• Exercise task
Answer these questions from the text on Imperial incompetence:
1. What kind of world is Lothal described as?
2. How young may some of the troopers be, and how much training might they have?
3. Whom does Tarkin have the Inquisitor behead?

• Source document
Imperial Incompetence?
Especially in early seasons the Empire comes off rather poorly as they are easily tricked and befuddled by our heroes, it is however it is worth remembering:
- The primary setting in the early seasons, Lothal, is a backwater world and these are not front line troopers here.
- Based on the Academy episodes some of them may be as young as 16 with two months of training. The Academy episodes also show why Stormtroopers seem so crap compared to the Clone Troopers from The Clone Wars: where the Clones were trained to fight together as actual comrades in arms, the morons in charge of the Lothal Academy decided it was more important to train Stormtroopers to actively sabotage each other for personal gain.
Of the Imperials appearing in the early seasons, the Inquisitor (his title was later revealed to actually be Grand Inquisitor) was the only one who didn't seem like an incompetent. Agent Kallus was allegedly an elite Imperial Security Bureau agent, but the Rebels generally ran rings around him. Minister Tua was basically a glorified secretary who was in over her head, and all things considered was actually somewhat sympathetic.
However, whenever a more notable (i.e. movie) Imperial shows up, they are almost certainly played completely straight. Tarkin shows up towards the end of the second season and quickly demonstrates he's there to Get Things Done by having the Inquisitor behead the aforementioned idiots in charge of the Lothal Academy and subtly warning Kallus and Tua their heads were next on the chopping block. In the finale, Tarkin is defeated and the Inquisitor killed, but that causes the Emperor to send Tarkin some backup in the form of Darth Fucking Vader, and every encounter with him left the rebels thanking the force they simply got away alive.

• Data records
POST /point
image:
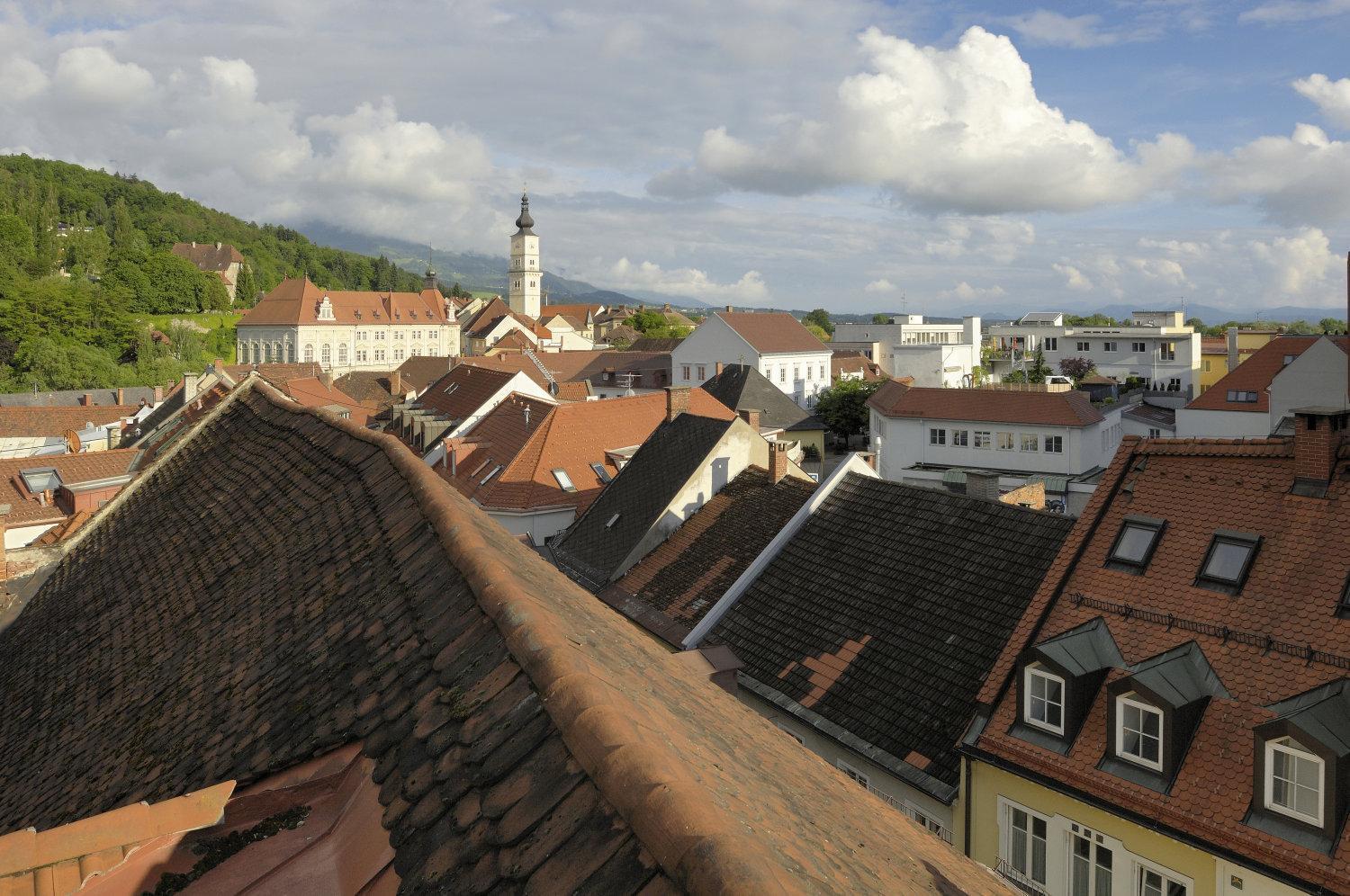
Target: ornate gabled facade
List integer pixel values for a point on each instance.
(346, 331)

• Reply to the exercise
1. A backwater world.
2. As young as 16, with two months of training.
3. The people in charge of the Lothal Academy.